> _What you will do_:
1) In the text on caring for the caregiver, what share of American adults are functioning as caregivers?
2) Using the text on caring for the caregiver, explain why caregivers must be mindful of stress symptoms.

---- Excerpt provided

Caring for the Caregiver

Key Concepts: Caring for the Caregiver

Imagine feeling more energized and effective in your caregiving role, while also having the time and energy to enjoy other aspects of your life.

NEARLY 40% OF ALL AMERICAN ADULTS are functioning as a caregiver. While the additional time and memories are priceless, caregiving can take a legitimate toll on your work, health, and family life.


Caregivers cite work-related difficulties, such as rearranging schedules, decreasing hours, and unpaid leave creating workplace stress. Many caregivers feel their physical and mental health begin to decline. Caregiver stress symptoms include fatigue, irritability, changes in sleep and/or weight, and lacking interest in activities you’ve enjoyed. Caregivers must be mindful of any symptoms, as these indicators place you at risk for depression and anxiety.

--------
---- Data provided

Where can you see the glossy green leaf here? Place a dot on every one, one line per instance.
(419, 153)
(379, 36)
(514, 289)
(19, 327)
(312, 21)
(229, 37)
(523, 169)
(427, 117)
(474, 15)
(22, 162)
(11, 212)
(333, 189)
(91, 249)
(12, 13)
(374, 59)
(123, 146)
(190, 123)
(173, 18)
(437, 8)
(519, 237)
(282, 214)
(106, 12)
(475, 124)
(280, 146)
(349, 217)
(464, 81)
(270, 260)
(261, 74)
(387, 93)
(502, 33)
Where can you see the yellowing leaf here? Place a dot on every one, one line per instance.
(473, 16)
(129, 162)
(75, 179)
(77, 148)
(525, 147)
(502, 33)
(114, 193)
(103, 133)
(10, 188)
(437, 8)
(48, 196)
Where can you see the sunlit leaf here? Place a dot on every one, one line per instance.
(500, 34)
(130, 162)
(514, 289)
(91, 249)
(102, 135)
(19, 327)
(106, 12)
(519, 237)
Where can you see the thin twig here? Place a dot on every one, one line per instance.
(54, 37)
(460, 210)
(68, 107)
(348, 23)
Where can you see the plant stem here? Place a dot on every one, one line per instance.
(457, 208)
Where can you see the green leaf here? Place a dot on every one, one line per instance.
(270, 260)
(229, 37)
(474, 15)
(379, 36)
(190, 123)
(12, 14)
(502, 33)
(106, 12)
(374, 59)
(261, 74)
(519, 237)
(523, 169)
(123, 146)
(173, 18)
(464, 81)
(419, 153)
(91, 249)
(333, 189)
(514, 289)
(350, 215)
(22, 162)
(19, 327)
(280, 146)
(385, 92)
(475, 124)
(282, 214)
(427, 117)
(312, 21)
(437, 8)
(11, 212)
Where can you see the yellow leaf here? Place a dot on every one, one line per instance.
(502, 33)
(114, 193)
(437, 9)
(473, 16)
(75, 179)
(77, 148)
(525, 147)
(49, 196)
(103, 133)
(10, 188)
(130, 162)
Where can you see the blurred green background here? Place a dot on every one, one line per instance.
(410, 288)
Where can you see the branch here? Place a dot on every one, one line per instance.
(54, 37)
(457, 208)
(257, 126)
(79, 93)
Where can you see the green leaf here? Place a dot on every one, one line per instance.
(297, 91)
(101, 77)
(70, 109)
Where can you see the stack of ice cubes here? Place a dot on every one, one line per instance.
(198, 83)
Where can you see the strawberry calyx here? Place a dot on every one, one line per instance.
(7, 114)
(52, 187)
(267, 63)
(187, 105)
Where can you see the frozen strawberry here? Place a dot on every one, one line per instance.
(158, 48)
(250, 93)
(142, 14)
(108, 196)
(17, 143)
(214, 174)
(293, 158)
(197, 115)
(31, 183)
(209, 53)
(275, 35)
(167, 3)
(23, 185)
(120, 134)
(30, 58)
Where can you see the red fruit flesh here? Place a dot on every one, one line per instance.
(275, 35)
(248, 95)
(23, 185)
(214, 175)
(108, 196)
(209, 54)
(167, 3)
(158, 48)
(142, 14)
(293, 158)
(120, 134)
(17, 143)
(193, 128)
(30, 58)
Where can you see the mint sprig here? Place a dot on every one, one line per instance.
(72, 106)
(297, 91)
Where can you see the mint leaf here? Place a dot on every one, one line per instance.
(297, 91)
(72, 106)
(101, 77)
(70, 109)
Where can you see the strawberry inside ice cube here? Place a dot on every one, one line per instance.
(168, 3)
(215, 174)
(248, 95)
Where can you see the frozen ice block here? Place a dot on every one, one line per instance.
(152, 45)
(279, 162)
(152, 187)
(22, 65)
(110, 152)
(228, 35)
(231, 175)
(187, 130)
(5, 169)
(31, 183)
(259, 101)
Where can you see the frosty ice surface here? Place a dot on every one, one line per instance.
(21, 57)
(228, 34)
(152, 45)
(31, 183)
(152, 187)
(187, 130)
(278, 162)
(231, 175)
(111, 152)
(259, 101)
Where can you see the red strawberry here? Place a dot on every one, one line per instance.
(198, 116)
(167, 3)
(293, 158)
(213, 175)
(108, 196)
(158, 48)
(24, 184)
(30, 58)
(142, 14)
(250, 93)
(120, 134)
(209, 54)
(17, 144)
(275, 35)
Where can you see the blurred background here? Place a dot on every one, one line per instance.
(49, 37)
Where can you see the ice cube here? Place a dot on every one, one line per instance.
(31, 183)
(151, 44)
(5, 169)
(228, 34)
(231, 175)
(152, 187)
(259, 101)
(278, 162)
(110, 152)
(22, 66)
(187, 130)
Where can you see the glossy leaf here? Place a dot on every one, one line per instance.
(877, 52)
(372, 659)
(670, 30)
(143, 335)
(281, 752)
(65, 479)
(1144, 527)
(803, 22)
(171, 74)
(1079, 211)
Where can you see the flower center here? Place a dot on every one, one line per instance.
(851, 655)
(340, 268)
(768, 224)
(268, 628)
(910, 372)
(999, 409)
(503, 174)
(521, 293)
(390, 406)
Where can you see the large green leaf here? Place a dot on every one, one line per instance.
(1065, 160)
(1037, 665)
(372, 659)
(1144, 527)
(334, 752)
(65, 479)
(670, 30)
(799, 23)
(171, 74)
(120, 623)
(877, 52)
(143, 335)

--------

> _Responses by task_:
1) Nearly 40% of all American adults.

2) Symptoms such as fatigue, irritability, changes in sleep or weight, and lost interest in enjoyed activities are indicators that put caregivers at risk for depression and anxiety.